◆ Document segment:
# Santa Maria Grill



## BrianGSDTexoma (Apr 21, 2021)

Dang why did I have to see this.  Like I really need another grill but this would be nice,  $380.


----------



## Winterrider (Apr 21, 2021)

Do it Brian, I think I saw a little open space on your patio !


----------



## Central PA Cowboy (Apr 21, 2021)

Winterrider said:


> Do it Brian, I think I saw a little open space on your patio !



Agree.


----------



## PPG1 (Apr 21, 2021)

Now that I really like


----------



## Wurstmeister (Apr 21, 2021)

Oh Yea!  Go for it!!!!  I see a LOT of wonderful and unique meals by you on that beauty. 
John


----------



## johnb46804 (Apr 21, 2021)

That thing is awesome!!


----------



## jmusser (Apr 21, 2021)

Aesthetics alone say buy that beauty! Would really compliment anything else in life. Worst case, magnificent hanging garden.


----------



## daspyknows (Apr 21, 2021)

You NEED that grill.


----------



## HalfSmoked (Apr 21, 2021)

For sure go for it.
You can't the green stuff with you.

Warren


----------



## Colin1230 (Apr 21, 2021)

You would look really, really good sweating over that baby!


----------



## jcam222 (Apr 21, 2021)

Man I’d love to have that


----------



## MJB05615 (Apr 21, 2021)

That looks awesome.   You should go for it Brian.  Wish I was able to get one.


----------



## BrianGSDTexoma (Apr 22, 2021)

Yeah.  Think I will check it out today.  Another grill will have to go.  My friends like when I get new grills as I give one away but at this point the only one I would want to give up now is that big Weber gasser.


----------



## BrianGSDTexoma (Apr 22, 2021)

Looks like some kind of scam.  It is listed on our facebook marketplace.  When I messaged it created some kind of group.  Damn scammers!


----------



## SmokinAl (Apr 22, 2021)

That is a pretty awesome setup, especially for the price!
Al


----------

◆ Requests:
a - Please reproduce the part of the Santa Maria grill thread starting at "## MJB05615 (Apr" and ending at "big Weber gasser.", swapping "Weber" for "Traeger".
b - Translate this sentence from the Santa Maria grill thread into Spanish: "It is listed on our facebook marketplace."
c - In the Santa Maria grill thread, which first names do posters sign at the end of their posts?

◆ Dataset content:

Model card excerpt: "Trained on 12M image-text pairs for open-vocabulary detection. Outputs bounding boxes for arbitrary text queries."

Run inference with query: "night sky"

◆ Exercise solutions:
a -
## MJB05615 (Apr 21, 2021)

That looks awesome.   You should go for it Brian.  Wish I was able to get one.


----------



## BrianGSDTexoma (Apr 22, 2021)

Yeah.  Think I will check it out today.  Another grill will have to go.  My friends like when I get new grills as I give one away but at this point the only one I would want to give up now is that big Traeger gasser.

b - Está publicado en nuestro Marketplace de Facebook.

c - John, Warren, Al